__Problem requirements__
Output only the lines from the one holding "Where can you spot the red" to the end of the data below, please, copied exactly.
>>>>
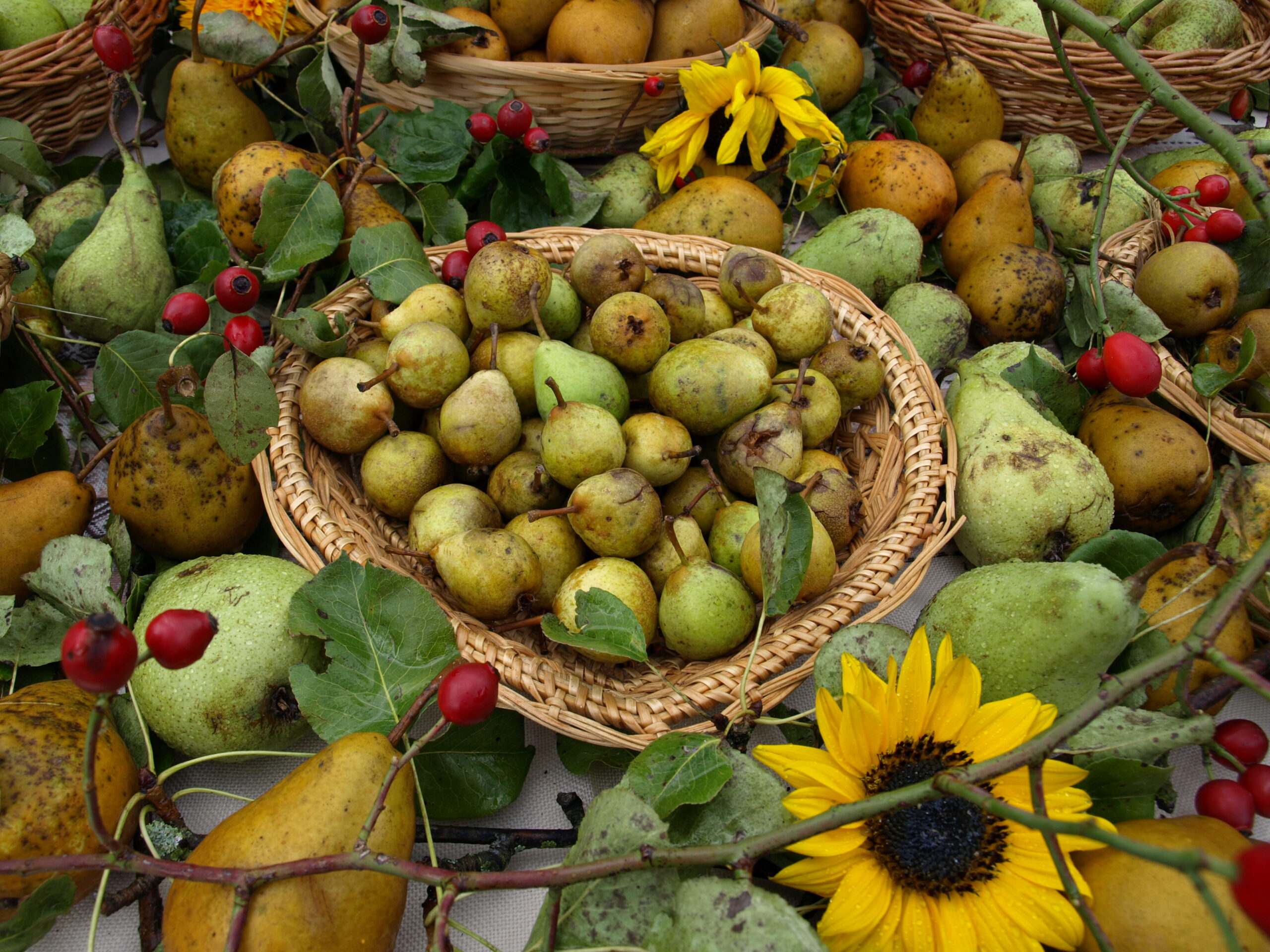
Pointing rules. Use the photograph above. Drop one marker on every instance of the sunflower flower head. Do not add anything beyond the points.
(738, 105)
(942, 876)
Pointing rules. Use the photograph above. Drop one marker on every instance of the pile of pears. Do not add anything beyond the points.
(497, 422)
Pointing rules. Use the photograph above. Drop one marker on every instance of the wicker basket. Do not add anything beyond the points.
(578, 105)
(1250, 438)
(892, 447)
(1038, 98)
(59, 87)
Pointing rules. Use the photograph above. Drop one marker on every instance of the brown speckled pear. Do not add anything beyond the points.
(316, 810)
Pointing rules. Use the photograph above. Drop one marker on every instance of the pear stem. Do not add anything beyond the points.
(556, 389)
(379, 377)
(535, 515)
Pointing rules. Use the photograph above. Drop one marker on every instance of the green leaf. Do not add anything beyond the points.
(312, 330)
(302, 223)
(785, 538)
(679, 769)
(37, 913)
(578, 757)
(386, 640)
(391, 261)
(1123, 789)
(130, 366)
(606, 624)
(1139, 735)
(242, 404)
(1119, 550)
(26, 416)
(477, 771)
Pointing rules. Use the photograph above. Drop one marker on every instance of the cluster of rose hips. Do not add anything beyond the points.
(235, 290)
(1221, 226)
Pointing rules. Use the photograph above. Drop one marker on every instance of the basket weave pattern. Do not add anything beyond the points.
(58, 85)
(892, 447)
(1250, 438)
(578, 105)
(1035, 94)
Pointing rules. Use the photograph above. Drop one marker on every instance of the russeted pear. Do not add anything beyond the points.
(1159, 465)
(632, 330)
(579, 441)
(683, 302)
(1051, 629)
(520, 483)
(121, 273)
(620, 578)
(1026, 488)
(708, 385)
(604, 266)
(447, 511)
(398, 470)
(663, 558)
(616, 513)
(316, 810)
(492, 573)
(337, 413)
(501, 285)
(745, 276)
(209, 119)
(958, 110)
(657, 447)
(480, 422)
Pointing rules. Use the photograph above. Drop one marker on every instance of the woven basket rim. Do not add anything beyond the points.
(619, 706)
(1131, 250)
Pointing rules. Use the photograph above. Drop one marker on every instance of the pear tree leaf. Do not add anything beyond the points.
(578, 756)
(1137, 735)
(1119, 550)
(386, 639)
(1123, 789)
(27, 413)
(606, 624)
(312, 330)
(242, 405)
(37, 913)
(785, 540)
(391, 261)
(302, 223)
(477, 771)
(679, 769)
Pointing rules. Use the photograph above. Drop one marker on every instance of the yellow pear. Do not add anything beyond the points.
(316, 810)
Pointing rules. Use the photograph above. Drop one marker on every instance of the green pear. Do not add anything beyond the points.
(238, 695)
(1026, 488)
(120, 275)
(1051, 629)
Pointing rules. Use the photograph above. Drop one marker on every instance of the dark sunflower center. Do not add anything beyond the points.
(719, 127)
(942, 847)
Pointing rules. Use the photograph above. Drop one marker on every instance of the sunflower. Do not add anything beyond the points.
(727, 106)
(942, 876)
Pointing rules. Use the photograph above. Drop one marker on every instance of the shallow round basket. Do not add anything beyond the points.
(578, 105)
(892, 447)
(58, 85)
(1035, 94)
(1251, 438)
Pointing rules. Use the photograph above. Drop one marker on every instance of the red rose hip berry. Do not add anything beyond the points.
(1226, 801)
(237, 290)
(99, 654)
(112, 48)
(185, 313)
(180, 636)
(371, 24)
(515, 119)
(468, 694)
(244, 334)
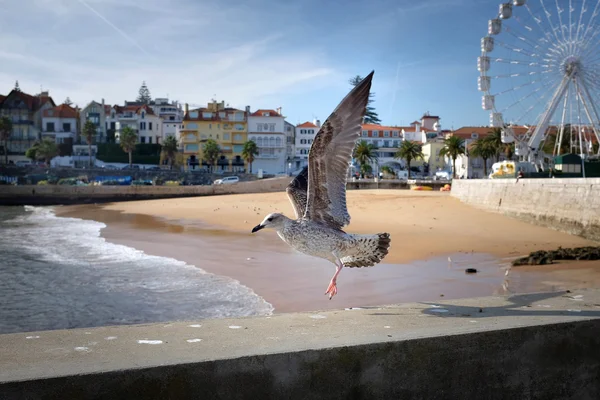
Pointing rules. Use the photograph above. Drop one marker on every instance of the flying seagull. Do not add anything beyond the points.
(318, 195)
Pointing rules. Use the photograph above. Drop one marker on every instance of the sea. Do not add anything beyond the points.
(59, 273)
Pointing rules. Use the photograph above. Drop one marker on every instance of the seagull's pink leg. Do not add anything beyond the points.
(332, 288)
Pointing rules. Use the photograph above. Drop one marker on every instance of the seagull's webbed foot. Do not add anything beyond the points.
(332, 288)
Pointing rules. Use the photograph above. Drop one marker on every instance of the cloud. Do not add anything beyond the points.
(192, 52)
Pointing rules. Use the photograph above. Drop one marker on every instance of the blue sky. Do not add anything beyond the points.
(267, 54)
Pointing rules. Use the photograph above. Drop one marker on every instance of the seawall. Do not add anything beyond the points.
(535, 346)
(66, 194)
(569, 205)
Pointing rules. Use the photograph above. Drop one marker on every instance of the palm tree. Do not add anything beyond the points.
(210, 152)
(495, 140)
(365, 153)
(453, 147)
(482, 148)
(248, 152)
(89, 131)
(5, 131)
(128, 139)
(170, 148)
(409, 151)
(46, 150)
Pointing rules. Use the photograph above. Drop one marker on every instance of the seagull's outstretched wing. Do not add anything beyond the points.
(296, 191)
(329, 158)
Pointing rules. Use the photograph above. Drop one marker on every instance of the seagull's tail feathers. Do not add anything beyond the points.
(369, 250)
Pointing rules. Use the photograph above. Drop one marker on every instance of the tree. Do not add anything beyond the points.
(409, 151)
(31, 152)
(371, 116)
(483, 148)
(170, 148)
(89, 131)
(144, 94)
(248, 152)
(128, 139)
(453, 147)
(5, 132)
(46, 150)
(210, 152)
(365, 153)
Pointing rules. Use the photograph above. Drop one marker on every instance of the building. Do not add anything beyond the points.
(141, 119)
(225, 125)
(266, 128)
(290, 147)
(60, 123)
(305, 134)
(387, 139)
(171, 115)
(25, 111)
(97, 113)
(472, 167)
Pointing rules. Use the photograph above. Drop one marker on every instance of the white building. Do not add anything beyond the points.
(290, 145)
(387, 139)
(266, 128)
(97, 113)
(141, 119)
(305, 134)
(60, 124)
(171, 115)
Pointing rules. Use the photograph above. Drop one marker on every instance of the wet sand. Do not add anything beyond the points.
(434, 238)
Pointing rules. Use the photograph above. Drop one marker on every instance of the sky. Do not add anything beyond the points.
(298, 55)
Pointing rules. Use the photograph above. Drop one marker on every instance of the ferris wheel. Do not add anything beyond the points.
(540, 68)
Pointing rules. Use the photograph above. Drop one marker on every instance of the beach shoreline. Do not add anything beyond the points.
(434, 238)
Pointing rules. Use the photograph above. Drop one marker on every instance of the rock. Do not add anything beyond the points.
(543, 257)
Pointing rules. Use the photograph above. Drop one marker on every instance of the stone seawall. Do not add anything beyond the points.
(64, 194)
(538, 346)
(568, 205)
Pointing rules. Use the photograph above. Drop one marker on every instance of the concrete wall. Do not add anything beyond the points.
(569, 205)
(65, 194)
(488, 348)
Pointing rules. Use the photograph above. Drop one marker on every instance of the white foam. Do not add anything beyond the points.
(127, 272)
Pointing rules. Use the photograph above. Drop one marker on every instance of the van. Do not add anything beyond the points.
(227, 180)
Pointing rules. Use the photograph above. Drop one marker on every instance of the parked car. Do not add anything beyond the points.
(227, 180)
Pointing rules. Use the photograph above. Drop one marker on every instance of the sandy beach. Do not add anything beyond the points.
(434, 238)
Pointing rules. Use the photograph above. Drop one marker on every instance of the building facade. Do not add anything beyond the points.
(228, 127)
(97, 113)
(266, 128)
(60, 124)
(305, 135)
(25, 111)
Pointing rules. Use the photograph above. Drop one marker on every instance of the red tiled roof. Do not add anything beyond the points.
(62, 111)
(259, 113)
(33, 103)
(307, 125)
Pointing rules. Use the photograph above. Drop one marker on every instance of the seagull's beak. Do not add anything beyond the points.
(257, 228)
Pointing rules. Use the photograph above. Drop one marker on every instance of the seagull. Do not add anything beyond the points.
(318, 195)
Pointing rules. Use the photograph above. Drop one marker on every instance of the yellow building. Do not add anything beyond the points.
(226, 126)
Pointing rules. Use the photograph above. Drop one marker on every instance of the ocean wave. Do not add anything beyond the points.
(60, 266)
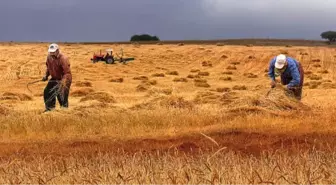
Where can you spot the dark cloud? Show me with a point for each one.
(111, 20)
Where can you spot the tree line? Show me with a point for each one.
(329, 35)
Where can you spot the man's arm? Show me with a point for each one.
(295, 76)
(66, 68)
(47, 74)
(271, 69)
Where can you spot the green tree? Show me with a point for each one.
(330, 35)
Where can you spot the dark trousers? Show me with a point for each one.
(52, 91)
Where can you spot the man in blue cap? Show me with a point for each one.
(290, 72)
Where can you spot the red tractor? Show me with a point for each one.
(109, 57)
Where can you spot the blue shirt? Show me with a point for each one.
(291, 73)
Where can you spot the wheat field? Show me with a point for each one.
(177, 114)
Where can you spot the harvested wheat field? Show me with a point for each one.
(177, 114)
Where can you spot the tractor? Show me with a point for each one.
(109, 57)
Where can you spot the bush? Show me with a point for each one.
(144, 37)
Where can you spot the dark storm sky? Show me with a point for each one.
(118, 20)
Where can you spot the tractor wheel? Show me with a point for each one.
(109, 61)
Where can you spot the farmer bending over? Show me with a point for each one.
(58, 67)
(291, 73)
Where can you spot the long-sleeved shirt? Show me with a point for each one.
(291, 74)
(58, 68)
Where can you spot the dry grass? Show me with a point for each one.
(223, 89)
(226, 78)
(180, 80)
(202, 84)
(220, 168)
(161, 132)
(250, 75)
(195, 70)
(117, 80)
(203, 73)
(140, 78)
(173, 73)
(235, 63)
(315, 77)
(231, 68)
(323, 71)
(227, 72)
(103, 97)
(81, 92)
(83, 84)
(158, 75)
(193, 76)
(16, 96)
(239, 87)
(207, 64)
<<<<
__Your solution__
Where can you spot the red tractor? Show me with a point for each one.
(109, 57)
Where can you spot the blue shirt? Show me with a point for each one.
(291, 73)
Where can you spot the wheat field? Show me with a point for each one.
(177, 114)
Where can you spot the harvested wheat field? Show me with a point for each one.
(177, 114)
Where can you spot the tractor? Show me with a point for each one.
(109, 57)
Where can you spot the bush? Show me with a point for each one.
(144, 37)
Where can you spot the dark storm sky? Show me with a point for each one.
(118, 20)
Where can you spot the tractor wheel? Show me with a point for each one.
(109, 61)
Where can you spot the farmer bending over? Show me with a point for each one.
(58, 67)
(291, 73)
Where can you spot the long-sleeved shirt? Show me with a point for each one.
(291, 74)
(58, 68)
Where can you spot the dry grass? Show me with a point for each one.
(223, 89)
(226, 78)
(180, 80)
(202, 84)
(220, 168)
(161, 132)
(250, 75)
(195, 70)
(117, 80)
(203, 73)
(140, 78)
(173, 73)
(235, 63)
(315, 77)
(231, 68)
(323, 71)
(227, 72)
(103, 97)
(81, 92)
(83, 84)
(158, 75)
(193, 76)
(16, 96)
(239, 87)
(207, 64)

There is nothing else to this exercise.